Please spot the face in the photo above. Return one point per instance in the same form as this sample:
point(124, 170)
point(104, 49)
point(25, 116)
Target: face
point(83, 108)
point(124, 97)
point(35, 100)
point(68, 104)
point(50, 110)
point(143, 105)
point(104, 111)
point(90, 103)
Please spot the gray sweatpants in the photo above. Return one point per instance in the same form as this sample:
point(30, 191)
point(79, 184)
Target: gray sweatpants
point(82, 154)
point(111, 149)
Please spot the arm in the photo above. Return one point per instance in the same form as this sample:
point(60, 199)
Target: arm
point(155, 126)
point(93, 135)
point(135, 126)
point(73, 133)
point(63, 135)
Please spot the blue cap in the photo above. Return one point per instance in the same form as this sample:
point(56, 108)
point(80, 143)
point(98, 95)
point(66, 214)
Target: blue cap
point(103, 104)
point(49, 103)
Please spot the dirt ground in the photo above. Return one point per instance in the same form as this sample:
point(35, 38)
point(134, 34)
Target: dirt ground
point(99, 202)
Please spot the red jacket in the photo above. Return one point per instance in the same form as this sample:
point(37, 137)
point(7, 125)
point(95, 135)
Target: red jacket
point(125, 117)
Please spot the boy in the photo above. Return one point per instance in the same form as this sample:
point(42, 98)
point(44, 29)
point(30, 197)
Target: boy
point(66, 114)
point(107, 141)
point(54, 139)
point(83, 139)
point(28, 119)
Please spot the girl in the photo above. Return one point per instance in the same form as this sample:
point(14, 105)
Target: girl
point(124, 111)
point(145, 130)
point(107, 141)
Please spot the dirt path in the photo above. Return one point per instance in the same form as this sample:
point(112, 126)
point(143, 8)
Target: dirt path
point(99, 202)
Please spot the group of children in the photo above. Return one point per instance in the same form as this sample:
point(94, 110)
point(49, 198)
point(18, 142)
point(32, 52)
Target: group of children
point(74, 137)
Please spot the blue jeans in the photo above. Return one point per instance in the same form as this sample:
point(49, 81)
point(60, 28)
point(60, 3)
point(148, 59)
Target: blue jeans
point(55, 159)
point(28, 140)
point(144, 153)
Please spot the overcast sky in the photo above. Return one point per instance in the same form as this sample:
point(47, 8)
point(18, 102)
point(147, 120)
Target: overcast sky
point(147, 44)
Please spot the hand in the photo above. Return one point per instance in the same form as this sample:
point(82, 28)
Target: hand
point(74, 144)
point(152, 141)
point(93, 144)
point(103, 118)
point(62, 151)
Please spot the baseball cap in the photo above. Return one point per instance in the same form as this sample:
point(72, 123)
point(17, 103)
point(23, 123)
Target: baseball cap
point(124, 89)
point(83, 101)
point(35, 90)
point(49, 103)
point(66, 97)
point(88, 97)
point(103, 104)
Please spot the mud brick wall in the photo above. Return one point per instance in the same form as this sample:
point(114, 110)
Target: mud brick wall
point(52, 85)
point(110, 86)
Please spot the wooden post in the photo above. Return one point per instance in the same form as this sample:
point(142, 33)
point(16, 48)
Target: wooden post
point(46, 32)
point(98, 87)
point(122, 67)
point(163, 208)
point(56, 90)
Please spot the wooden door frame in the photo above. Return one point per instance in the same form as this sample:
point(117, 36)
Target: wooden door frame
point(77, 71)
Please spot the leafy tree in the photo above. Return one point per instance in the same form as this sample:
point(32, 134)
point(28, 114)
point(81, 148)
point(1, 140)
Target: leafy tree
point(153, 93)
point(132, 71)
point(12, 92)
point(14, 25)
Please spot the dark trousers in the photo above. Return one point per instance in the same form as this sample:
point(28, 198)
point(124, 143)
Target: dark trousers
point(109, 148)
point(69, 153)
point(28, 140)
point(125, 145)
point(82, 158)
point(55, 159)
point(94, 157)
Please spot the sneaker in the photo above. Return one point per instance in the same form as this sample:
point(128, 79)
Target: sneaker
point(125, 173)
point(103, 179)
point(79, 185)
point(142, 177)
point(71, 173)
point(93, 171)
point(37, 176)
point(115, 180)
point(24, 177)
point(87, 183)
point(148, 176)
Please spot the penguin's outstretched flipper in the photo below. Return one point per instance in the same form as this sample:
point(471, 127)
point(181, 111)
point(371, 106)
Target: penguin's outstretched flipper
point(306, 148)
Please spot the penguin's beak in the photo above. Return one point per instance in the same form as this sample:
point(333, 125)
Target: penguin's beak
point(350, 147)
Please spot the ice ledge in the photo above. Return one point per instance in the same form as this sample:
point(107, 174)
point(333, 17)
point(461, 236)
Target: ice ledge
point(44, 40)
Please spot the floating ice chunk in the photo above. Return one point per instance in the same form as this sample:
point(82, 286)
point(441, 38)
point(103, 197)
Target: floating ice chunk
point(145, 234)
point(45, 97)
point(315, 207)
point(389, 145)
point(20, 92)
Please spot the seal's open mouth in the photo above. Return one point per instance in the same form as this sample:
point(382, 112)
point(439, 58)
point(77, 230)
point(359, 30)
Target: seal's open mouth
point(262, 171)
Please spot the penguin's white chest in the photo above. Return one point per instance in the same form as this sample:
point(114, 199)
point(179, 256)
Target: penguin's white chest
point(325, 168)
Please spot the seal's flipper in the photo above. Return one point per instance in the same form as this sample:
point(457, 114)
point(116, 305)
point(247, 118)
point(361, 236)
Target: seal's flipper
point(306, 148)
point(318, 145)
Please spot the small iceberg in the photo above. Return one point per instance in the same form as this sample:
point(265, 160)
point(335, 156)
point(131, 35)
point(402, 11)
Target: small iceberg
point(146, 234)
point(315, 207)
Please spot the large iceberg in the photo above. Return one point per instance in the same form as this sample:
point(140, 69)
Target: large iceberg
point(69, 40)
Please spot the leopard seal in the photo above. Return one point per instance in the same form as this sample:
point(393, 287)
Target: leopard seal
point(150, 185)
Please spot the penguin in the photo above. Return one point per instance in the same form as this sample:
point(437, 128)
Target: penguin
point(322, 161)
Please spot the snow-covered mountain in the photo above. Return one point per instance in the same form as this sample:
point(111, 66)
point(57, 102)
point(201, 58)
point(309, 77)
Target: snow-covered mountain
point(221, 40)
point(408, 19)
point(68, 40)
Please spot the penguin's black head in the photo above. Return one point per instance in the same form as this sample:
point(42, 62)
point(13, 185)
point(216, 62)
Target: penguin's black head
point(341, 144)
§ §
Problem details:
Copy out every one of the lines above, word for word and in the same order.

Task output:
Please spot the face in the photo above. Return one point per instance in the same form as this sample:
point(124, 170)
point(104, 49)
point(25, 116)
Target: face
point(83, 108)
point(124, 97)
point(35, 100)
point(68, 104)
point(50, 110)
point(143, 105)
point(104, 111)
point(90, 103)
Please spot the gray sweatpants in the photo above. Return one point per instance in the same form as this sample:
point(30, 191)
point(79, 184)
Target: gray sweatpants
point(82, 154)
point(111, 149)
Please spot the arm in the photo above. Return one point per instance in the same form as this sample:
point(60, 199)
Target: arm
point(155, 126)
point(93, 135)
point(135, 126)
point(73, 133)
point(63, 135)
Please spot the blue cap in the photo above. Return one point per instance in the same form as this sample:
point(56, 108)
point(80, 143)
point(98, 95)
point(66, 214)
Target: blue cap
point(103, 104)
point(49, 103)
Please spot the dirt ground in the photo above. Return one point per instance in the same form as this sample:
point(35, 38)
point(134, 34)
Target: dirt ground
point(99, 202)
Please spot the red jacket in the photo above. Return one point per instance in the same form as this sample:
point(37, 137)
point(7, 125)
point(95, 135)
Target: red jacket
point(125, 117)
Please spot the boy in the photo above. Return one point per instance in the same form as this sample:
point(42, 98)
point(44, 29)
point(30, 197)
Target: boy
point(66, 114)
point(107, 141)
point(54, 139)
point(83, 139)
point(28, 119)
Please spot the girl in the photo above. Return one point per instance in the same form as this sample:
point(14, 105)
Target: girl
point(124, 111)
point(145, 130)
point(107, 141)
Please spot the dirt path in the photo above. Return one point per instance in the same form as this sample:
point(112, 126)
point(143, 8)
Target: dirt path
point(99, 202)
Please spot the group of children in the photo above. Return one point per instance in the same form as this sample:
point(94, 110)
point(49, 198)
point(18, 142)
point(32, 52)
Target: group of children
point(74, 137)
Please spot the blue jeans in the photo above. Return one point per instance in the same form as this sample:
point(49, 81)
point(60, 28)
point(60, 3)
point(148, 59)
Target: blue jeans
point(55, 159)
point(28, 140)
point(144, 153)
Please spot the overcast sky in the photo above. Return one point per instance in the same form as this sample:
point(47, 8)
point(18, 102)
point(147, 120)
Target: overcast sky
point(147, 44)
Please spot the hand in the photo above. Return one point per instance in the same form as this sample:
point(82, 28)
Target: hand
point(74, 144)
point(152, 141)
point(93, 144)
point(103, 118)
point(62, 151)
Please spot the baseball cap in the photo above. Return one point per instance in the same form as this sample:
point(72, 123)
point(17, 103)
point(23, 123)
Target: baseball cap
point(124, 89)
point(83, 101)
point(35, 90)
point(49, 103)
point(66, 97)
point(88, 97)
point(103, 104)
Please spot the mud brick wall in the photo above. Return one point per instance in the same form as this sample:
point(114, 110)
Target: mud brick wall
point(52, 85)
point(110, 86)
Please spot the wooden post in the photo above. Return one point per instance in the same form as this sample:
point(142, 33)
point(16, 48)
Target: wooden post
point(46, 32)
point(98, 87)
point(122, 67)
point(163, 208)
point(56, 90)
Please spot the wooden door frame in the photo above. Return one point per instance in the same form as this sample:
point(117, 36)
Target: wooden door frame
point(77, 71)
Please spot the leafy tree in the photo above. Return one point per instance in the same form as this sample:
point(32, 134)
point(28, 114)
point(81, 148)
point(1, 140)
Target: leafy tree
point(153, 93)
point(132, 71)
point(12, 92)
point(14, 25)
Please spot the dark trousers in the photo above. Return one point per instance in the same form as this sample:
point(28, 198)
point(124, 143)
Target: dark trousers
point(109, 148)
point(69, 153)
point(28, 140)
point(125, 145)
point(82, 158)
point(55, 159)
point(94, 157)
Please spot the sneaker in the photo above. Return one point per instance in the same form as this sample:
point(128, 79)
Target: sneaker
point(125, 173)
point(103, 179)
point(79, 185)
point(142, 177)
point(71, 173)
point(93, 171)
point(37, 176)
point(115, 180)
point(24, 177)
point(87, 183)
point(148, 176)
Please spot the penguin's outstretched flipper in the photo below. Return one point per instance in the same form as this sample:
point(471, 127)
point(181, 111)
point(371, 106)
Target: penguin's outstretched flipper
point(306, 148)
Please spot the penguin's beak in the photo above. Return one point per instance in the same form as this sample:
point(333, 125)
Target: penguin's beak
point(350, 147)
Please spot the ice ledge in the photo above. Return one point per instance in the same form as this sample:
point(107, 174)
point(333, 17)
point(461, 236)
Target: ice ledge
point(44, 40)
Please spot the floating ice chunk in the photo above. Return one point per instance in the same form as this sample:
point(82, 286)
point(441, 38)
point(103, 197)
Target: floating ice chunk
point(145, 234)
point(45, 97)
point(315, 207)
point(389, 145)
point(20, 92)
Please spot the seal's open mouth in the photo above. Return one point per instance in the same form as this sample:
point(382, 112)
point(439, 58)
point(77, 230)
point(359, 30)
Target: seal's open mouth
point(262, 171)
Please spot the penguin's white chest in the photo above. Return one point per instance in the same form as this sample:
point(114, 199)
point(179, 256)
Target: penguin's white chest
point(325, 168)
Please spot the seal's flipper in the photo above. Return one point per instance in the same form as this sample:
point(457, 114)
point(116, 305)
point(247, 118)
point(361, 236)
Target: seal's flipper
point(306, 148)
point(318, 145)
Please spot the small iceberg in the photo above. Return one point per instance in the same form as this sample:
point(265, 160)
point(335, 156)
point(131, 35)
point(402, 11)
Target: small iceberg
point(146, 234)
point(315, 207)
Please spot the large iceberg in the photo above. Return one point per instance in the same form as this sample:
point(140, 69)
Target: large iceberg
point(69, 40)
Please spot the leopard seal in the photo above. Return one point per instance in the same form as this sample:
point(393, 287)
Target: leopard seal
point(150, 185)
Please spot the penguin in the photo above. Return one point per instance in the same form as this sample:
point(437, 128)
Target: penguin
point(322, 161)
Please spot the snow-covered mountain in the photo above. Return one point per instance in the same form as this sample:
point(111, 66)
point(57, 102)
point(201, 58)
point(309, 77)
Target: snow-covered mountain
point(221, 40)
point(408, 19)
point(68, 40)
Please spot the penguin's black head in the photo above. Return one point per instance in the same form as this sample:
point(42, 62)
point(13, 185)
point(216, 62)
Target: penguin's black head
point(341, 144)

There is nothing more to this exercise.